Segment Open

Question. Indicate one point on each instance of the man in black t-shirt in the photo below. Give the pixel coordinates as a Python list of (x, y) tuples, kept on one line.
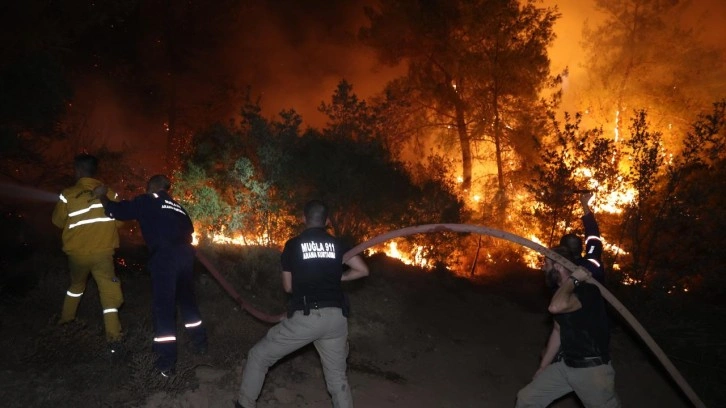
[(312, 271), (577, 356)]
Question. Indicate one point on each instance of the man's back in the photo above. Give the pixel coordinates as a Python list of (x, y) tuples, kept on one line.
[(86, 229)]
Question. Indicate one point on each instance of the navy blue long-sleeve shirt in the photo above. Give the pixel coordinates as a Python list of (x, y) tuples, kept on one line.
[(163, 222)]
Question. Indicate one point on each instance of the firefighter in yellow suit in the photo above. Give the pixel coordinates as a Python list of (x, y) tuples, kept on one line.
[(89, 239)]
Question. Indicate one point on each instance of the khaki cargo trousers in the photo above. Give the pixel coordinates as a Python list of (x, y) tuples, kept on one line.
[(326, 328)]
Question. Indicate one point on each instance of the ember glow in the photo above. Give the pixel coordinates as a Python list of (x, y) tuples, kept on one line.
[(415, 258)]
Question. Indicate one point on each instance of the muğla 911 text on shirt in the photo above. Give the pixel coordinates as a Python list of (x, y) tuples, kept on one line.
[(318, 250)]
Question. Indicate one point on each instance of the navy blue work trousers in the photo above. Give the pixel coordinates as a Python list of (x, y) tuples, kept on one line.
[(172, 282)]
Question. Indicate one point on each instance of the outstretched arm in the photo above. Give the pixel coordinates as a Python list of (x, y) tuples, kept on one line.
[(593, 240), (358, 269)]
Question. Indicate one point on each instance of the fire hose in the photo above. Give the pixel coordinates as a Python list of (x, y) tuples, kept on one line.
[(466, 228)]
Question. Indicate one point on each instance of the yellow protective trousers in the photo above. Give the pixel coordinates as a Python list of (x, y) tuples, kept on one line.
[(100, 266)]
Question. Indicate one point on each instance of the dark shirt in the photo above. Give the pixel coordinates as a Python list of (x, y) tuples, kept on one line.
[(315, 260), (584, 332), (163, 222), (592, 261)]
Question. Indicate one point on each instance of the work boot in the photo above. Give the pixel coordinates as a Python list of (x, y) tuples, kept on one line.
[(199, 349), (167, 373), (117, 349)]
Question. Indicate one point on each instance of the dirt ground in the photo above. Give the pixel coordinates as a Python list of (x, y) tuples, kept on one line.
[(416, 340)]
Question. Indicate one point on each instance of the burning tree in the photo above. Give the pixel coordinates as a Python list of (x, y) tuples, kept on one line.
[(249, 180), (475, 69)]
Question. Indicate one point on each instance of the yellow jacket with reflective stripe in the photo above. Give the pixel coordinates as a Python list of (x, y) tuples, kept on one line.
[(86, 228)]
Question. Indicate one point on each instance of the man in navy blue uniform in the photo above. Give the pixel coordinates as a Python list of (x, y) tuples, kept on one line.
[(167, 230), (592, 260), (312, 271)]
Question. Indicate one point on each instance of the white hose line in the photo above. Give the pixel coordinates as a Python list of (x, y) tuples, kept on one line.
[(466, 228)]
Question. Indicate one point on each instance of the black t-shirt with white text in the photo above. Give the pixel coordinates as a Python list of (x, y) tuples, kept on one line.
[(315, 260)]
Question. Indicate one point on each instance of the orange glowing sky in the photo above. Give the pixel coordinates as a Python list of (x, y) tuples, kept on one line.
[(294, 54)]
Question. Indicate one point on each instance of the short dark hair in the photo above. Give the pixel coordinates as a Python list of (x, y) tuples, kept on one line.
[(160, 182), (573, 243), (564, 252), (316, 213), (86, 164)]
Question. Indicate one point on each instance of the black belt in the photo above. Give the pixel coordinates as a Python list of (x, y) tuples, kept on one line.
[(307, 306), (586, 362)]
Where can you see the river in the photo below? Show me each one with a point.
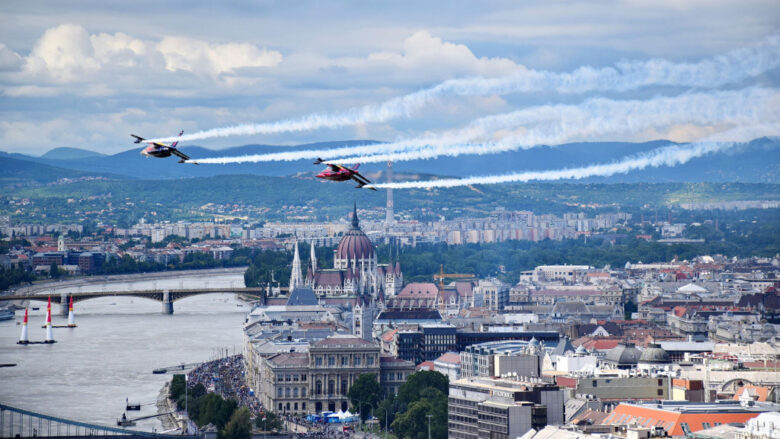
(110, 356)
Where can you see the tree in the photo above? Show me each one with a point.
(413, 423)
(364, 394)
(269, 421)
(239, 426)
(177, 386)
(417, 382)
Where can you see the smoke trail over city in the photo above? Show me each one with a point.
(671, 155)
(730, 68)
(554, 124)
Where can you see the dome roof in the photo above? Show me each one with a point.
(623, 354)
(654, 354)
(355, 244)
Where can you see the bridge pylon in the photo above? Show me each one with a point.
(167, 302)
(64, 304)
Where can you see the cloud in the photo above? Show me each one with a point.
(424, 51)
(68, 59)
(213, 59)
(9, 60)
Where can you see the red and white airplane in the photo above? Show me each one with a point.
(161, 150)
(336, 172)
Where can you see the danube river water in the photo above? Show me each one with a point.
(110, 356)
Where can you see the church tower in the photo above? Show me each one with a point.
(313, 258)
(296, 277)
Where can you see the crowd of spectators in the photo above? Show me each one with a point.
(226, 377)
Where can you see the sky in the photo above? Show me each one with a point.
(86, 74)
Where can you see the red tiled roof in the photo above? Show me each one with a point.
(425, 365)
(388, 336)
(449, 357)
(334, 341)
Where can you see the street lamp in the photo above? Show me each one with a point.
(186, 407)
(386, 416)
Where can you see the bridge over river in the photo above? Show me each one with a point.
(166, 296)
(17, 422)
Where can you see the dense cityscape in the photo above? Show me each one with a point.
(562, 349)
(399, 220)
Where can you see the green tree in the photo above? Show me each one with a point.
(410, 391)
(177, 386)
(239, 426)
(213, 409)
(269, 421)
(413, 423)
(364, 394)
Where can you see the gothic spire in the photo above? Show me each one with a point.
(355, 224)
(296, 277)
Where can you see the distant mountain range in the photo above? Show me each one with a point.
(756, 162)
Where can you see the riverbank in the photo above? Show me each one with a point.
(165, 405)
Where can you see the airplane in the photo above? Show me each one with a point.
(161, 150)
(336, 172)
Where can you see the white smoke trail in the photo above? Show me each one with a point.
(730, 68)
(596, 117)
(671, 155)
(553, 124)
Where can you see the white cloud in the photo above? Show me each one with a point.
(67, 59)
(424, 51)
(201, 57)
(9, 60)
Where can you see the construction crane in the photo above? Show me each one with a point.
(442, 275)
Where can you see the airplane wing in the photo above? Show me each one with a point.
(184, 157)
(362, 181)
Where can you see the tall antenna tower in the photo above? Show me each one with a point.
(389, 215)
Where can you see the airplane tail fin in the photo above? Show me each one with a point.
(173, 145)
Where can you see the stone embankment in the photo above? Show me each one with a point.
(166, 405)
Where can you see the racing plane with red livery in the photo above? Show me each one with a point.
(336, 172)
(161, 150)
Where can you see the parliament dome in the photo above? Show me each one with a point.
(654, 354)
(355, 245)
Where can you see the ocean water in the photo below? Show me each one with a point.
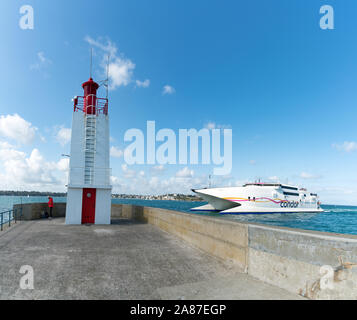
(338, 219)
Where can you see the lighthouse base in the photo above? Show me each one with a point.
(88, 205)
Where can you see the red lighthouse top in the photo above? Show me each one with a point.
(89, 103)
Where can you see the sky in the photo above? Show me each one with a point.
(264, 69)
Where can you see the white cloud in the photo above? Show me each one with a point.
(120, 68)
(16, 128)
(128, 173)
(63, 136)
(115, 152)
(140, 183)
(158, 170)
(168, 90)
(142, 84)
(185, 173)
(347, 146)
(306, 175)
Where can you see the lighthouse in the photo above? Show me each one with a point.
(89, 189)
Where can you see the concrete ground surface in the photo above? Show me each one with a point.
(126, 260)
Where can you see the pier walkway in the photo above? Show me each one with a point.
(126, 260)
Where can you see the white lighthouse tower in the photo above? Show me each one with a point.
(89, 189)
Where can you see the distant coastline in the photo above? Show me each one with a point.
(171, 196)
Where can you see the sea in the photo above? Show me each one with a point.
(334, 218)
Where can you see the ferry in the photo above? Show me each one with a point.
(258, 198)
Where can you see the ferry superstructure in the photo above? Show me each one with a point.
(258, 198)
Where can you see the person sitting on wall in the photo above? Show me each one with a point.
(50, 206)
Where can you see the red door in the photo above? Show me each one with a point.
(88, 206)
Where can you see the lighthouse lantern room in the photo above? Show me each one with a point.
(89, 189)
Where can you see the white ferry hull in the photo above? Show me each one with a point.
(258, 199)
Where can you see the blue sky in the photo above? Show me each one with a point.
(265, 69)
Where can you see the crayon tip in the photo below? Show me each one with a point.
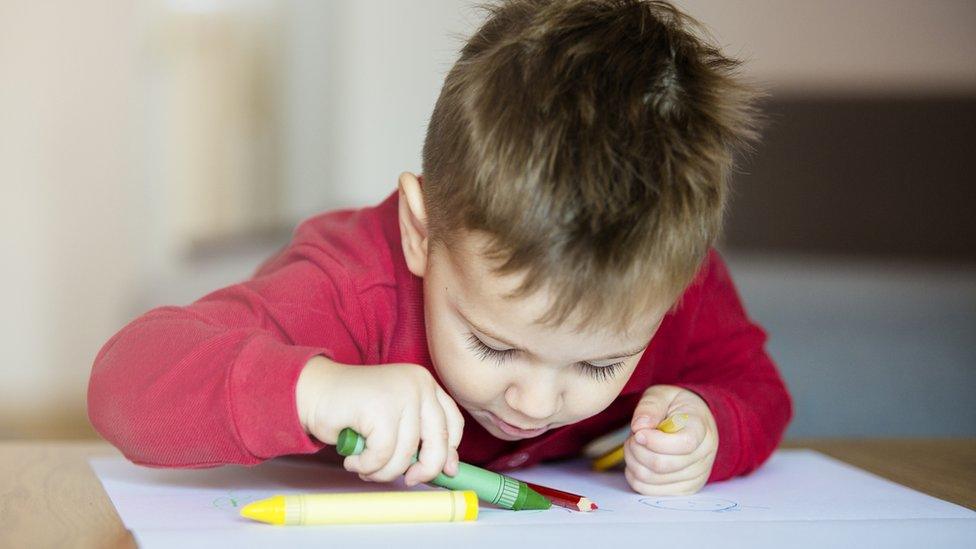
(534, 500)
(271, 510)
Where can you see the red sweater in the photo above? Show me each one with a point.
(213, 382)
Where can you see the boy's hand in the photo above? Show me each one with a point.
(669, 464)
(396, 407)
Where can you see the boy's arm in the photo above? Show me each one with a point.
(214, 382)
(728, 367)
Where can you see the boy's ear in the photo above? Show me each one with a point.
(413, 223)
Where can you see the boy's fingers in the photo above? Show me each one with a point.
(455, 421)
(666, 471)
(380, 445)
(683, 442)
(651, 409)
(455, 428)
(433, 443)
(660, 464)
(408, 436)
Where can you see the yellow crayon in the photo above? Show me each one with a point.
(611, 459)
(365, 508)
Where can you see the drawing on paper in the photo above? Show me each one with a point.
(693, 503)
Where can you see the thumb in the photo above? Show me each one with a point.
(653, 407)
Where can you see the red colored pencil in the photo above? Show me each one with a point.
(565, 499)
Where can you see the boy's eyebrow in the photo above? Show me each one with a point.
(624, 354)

Segment Closed

WHAT NEEDS TO BE DONE:
Starting at the line that contains "Where can you see the boy's fingers", retype every line through the end of the records exactly, and nothing else.

EXPECTED ANSWER:
Where can you see the boy's fingers in the photo above? Show me each one with a point.
(455, 421)
(666, 471)
(380, 445)
(683, 442)
(651, 409)
(455, 428)
(433, 443)
(660, 464)
(408, 436)
Where can you see the yellow crayon in the photo above? Show me each one with a point.
(611, 459)
(365, 508)
Where can you see the drawing on paper in the photo above? Show me each one with a point.
(693, 503)
Where can you see the thumb in the photo above? Show me each one with a point.
(653, 407)
Where can you see the red colored pencil in the photo above? Show me each one with a point.
(565, 499)
Where can you see the boy's eyebrow in the photo above? Show me each one with a point.
(624, 354)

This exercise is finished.